- **DOCUMENT PASSAGE**
--------------------------------------------------

Belgium's former King Albert has met his daughter Princess Delphine after a seven-year legal battle over whether she really was his daughter.
Albert admitted paternity in January after taking a DNA test that he had initially resisted. Judges had threatened the 86-year-old with fines of €5,000 ($5,900) a day unless he agreed to take the test.
A Brussels court ruled earlier this month that Delphine, 52, should enjoy the same rights and titles as her father's children by his marriage.
Her mother, Baroness Sybille de Selys Longchamps, had an 18-year affair with Albert before he was king.
The Belgian royal household posted a photo online with the former king and Princess Delphine during a meeting on Sunday at his castle in Brussels. Former Queen Paola also attended the meeting.
"After the turmoil, suffering and injury, it is time for forgiveness, healing and reconciliation. Together we decided to take this new path. This will take patience and effort, but we are determined," they said in a statement.
In 2005, Delphine claimed publicly for the first time that Albert was her biological father. Albert abdicated in 2013, losing immunity from prosecution in the process, and Delphine opened court proceedings shortly afterward.
The ruling also means that Delphine and her two children can use the family name of her father, Saxe-Cobourg (as it is written in French, but better known as Saxe-Coburg in English or as Sachsen-Coburg in German).
Princess Delphine will also get a share of an inheritance after Albert's death, along with his three other children — Prince Laurent, Princess Astrid and Philippe, the current king.
Belgium has a constitutional monarchy in which the king plays a largely ceremonial role.

--------------------------------------------------

- **SUPPLIED INFORMATION**
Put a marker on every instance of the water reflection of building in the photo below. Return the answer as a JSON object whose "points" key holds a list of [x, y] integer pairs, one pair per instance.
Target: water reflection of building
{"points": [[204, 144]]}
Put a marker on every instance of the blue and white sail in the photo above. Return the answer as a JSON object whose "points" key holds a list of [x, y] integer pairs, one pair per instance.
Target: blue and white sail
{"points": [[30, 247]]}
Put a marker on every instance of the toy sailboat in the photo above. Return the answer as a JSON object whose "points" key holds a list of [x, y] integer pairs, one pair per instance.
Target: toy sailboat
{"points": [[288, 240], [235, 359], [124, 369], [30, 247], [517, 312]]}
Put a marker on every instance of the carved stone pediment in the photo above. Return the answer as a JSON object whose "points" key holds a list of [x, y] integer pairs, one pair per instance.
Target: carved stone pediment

--------------------------------------------------

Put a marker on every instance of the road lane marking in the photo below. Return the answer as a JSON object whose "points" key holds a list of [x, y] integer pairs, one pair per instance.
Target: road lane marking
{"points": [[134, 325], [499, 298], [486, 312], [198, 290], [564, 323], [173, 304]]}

--------------------------------------------------

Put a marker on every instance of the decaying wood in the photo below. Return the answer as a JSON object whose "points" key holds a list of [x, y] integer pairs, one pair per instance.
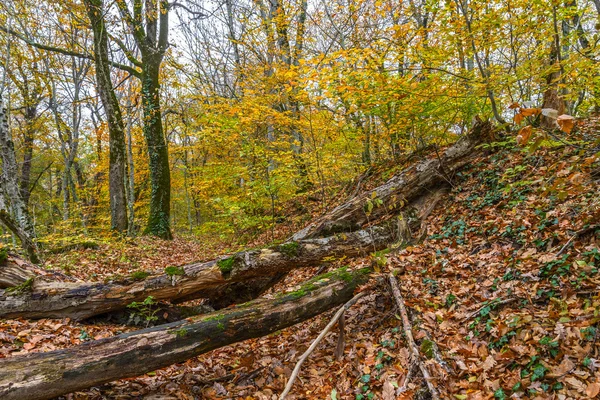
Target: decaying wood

--------------------------------------------------

- **WHAT TO PRODUCE**
In the article about former King Albert and Princess Delphine, rewrite the paragraph beginning "In 2005, Delphine claimed publicly" as a short list that keeps its main facts.

- **ANSWER TO THIS TASK**
- 2005: Delphine publicly claimed for the first time that Albert was her biological father.
- 2013: Albert abdicated and lost his immunity from prosecution.
- Shortly afterward: Delphine opened court proceedings.